> Exercise tasks:
**1.** Duplicate the passage of the Texas A&M return-to-campus article starting with "UTSA v Texas" and going on through "in that direction.".
**2.** Answer these questions using the Texas A&M return-to-campus article:
(a) On what day of the week did Texas A&M student athletes resume voluntary on-campus activities?
(b) Starting on what date did the SEC say athletes would be allowed back on campus?
(c) What position does Ross Bjork hold?

> Text block:
===
UTSA v Texas A&M Photo by Bob Levey/Getty Images

On Tuesday, Texas A&M student athletes resumed voluntary on-campus acvities, including utilizing workout and practice facilities. There are many more hurdles to clear as college athletics as a whole tries to figure out what sports will look like this fall, but this is at least a step in that direction.

This comes just a few weeks after the SEC announced that athletes would be allowed back on campus starting June 8.

“It seems like a long time ago that we shut down, but now here we are where we can welcome back our student-athletes, get them in for voluntary workouts and put them in a safe environment,” said Ross Bjork, Texas A&M Director of Athletics. “We always believed that they were safer here, that we could really protect them to the best of our ability. We have tested our student-athletes, they have all been prepped and ready to go. Seeing our student-athletes, seeing that glean in their eye, they are here to compete and this is a step in that process. We’re very excited.”

From a financial perspective, every Power 5 program is likely hoping that the 2020 season plays out as normally as is feasible. But A&M may hope for that even more than most. They have the most returning production in the conference, bolstered by a second straight top-six recruiting class and year three with the same head coach and coordinators. Add that to a much easier schedule compared to 2019, and it’s easy to see why many experts are optimistic about the Aggies’ chances this fall. But exactly what the season will look like still remains to be seen.
===
> Supplied data:
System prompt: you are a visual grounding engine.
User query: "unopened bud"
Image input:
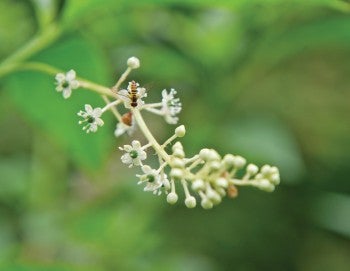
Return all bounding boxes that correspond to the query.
[127,56,140,69]
[175,125,186,137]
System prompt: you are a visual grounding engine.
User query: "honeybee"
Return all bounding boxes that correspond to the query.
[129,80,139,107]
[112,80,146,108]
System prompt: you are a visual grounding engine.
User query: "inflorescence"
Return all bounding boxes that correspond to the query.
[56,57,280,209]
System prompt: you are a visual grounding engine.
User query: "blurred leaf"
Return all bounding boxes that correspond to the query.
[0,159,29,204]
[0,262,102,271]
[0,0,35,58]
[249,17,350,69]
[311,193,350,238]
[6,38,113,168]
[31,0,57,28]
[224,117,304,182]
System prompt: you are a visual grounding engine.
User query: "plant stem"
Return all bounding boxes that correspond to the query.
[131,108,170,164]
[0,24,61,78]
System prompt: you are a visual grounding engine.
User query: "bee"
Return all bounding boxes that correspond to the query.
[122,112,132,126]
[112,80,146,108]
[128,80,139,107]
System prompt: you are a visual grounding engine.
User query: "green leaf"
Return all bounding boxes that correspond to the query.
[6,38,113,168]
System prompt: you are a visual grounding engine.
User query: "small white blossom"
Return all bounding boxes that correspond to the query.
[136,165,169,195]
[119,140,147,167]
[114,112,136,137]
[161,88,182,124]
[55,70,79,99]
[117,81,147,108]
[114,122,136,137]
[78,104,104,133]
[127,56,140,69]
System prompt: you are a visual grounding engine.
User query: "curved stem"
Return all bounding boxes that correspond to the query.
[0,24,61,77]
[131,108,170,163]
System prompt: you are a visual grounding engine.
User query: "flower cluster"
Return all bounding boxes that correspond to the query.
[56,57,280,209]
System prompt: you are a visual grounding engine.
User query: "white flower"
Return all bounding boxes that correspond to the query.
[78,104,104,133]
[161,88,181,124]
[114,112,136,137]
[117,81,147,108]
[114,122,136,137]
[119,140,147,167]
[136,165,169,195]
[55,70,79,99]
[127,56,140,69]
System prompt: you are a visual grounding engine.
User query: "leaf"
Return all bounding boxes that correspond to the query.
[6,38,113,168]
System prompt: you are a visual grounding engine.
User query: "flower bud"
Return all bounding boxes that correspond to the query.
[207,189,221,204]
[233,156,246,168]
[199,149,210,160]
[208,161,221,171]
[258,179,275,192]
[185,196,196,208]
[270,173,280,185]
[127,56,140,69]
[173,148,185,158]
[172,141,184,151]
[222,154,235,168]
[247,164,259,175]
[170,168,183,179]
[166,192,179,204]
[261,165,271,176]
[215,177,228,188]
[171,157,185,168]
[201,198,213,209]
[192,179,205,192]
[175,125,186,137]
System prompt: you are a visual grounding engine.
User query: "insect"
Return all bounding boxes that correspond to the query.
[128,80,139,107]
[112,80,146,108]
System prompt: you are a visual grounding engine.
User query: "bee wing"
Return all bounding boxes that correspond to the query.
[117,89,130,103]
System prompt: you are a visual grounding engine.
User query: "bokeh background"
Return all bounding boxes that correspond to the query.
[0,0,350,271]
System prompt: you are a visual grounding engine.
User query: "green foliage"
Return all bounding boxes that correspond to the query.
[6,38,112,169]
[0,0,350,271]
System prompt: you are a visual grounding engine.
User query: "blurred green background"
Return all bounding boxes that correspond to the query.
[0,0,350,271]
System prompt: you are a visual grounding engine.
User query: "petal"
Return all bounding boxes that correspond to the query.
[120,153,132,164]
[123,145,133,152]
[66,70,76,81]
[56,85,64,92]
[89,123,97,133]
[131,140,141,150]
[55,73,66,83]
[85,104,93,115]
[138,151,147,160]
[70,80,79,89]
[95,118,104,126]
[92,107,102,118]
[63,88,72,99]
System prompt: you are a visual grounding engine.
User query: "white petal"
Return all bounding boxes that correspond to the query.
[66,70,76,81]
[56,85,64,92]
[63,88,72,99]
[70,80,79,89]
[123,145,133,152]
[55,73,66,83]
[131,140,141,150]
[85,104,93,115]
[138,151,147,160]
[92,107,102,118]
[95,118,104,126]
[89,123,97,133]
[120,153,132,164]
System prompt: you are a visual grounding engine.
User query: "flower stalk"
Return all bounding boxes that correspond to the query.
[52,57,280,209]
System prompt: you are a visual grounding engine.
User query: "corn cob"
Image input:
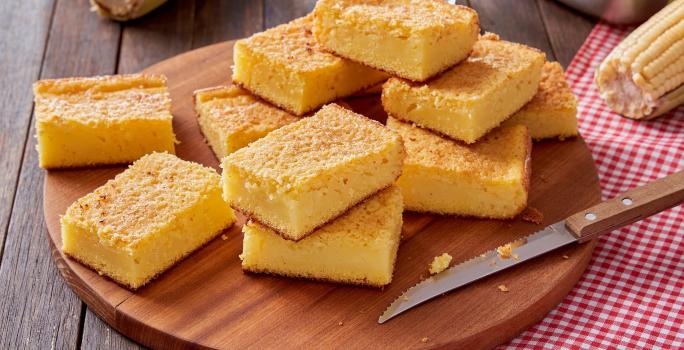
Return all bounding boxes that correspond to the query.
[90,0,167,21]
[595,0,684,119]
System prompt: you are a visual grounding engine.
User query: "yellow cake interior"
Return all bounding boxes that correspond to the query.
[194,86,298,159]
[313,0,480,81]
[61,153,235,289]
[382,34,545,143]
[34,74,176,168]
[222,105,404,240]
[240,186,403,287]
[387,117,531,219]
[233,15,387,115]
[503,62,578,140]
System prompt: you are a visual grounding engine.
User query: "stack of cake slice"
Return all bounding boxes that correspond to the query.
[222,104,405,286]
[313,0,576,219]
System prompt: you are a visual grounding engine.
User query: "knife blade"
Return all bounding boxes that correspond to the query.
[378,171,684,324]
[378,221,579,323]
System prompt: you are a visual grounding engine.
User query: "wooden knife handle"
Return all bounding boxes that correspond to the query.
[565,171,684,243]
===
> Solutions to the problems:
**1.**
UTSA v Texas A&M Photo by Bob Levey/Getty Images

On Tuesday, Texas A&M student athletes resumed voluntary on-campus acvities, including utilizing workout and practice facilities. There are many more hurdles to clear as college athletics as a whole tries to figure out what sports will look like this fall, but this is at least a step in that direction.

**2.**
(a) Tuesday
(b) June 8
(c) Texas A&M Director of Athletics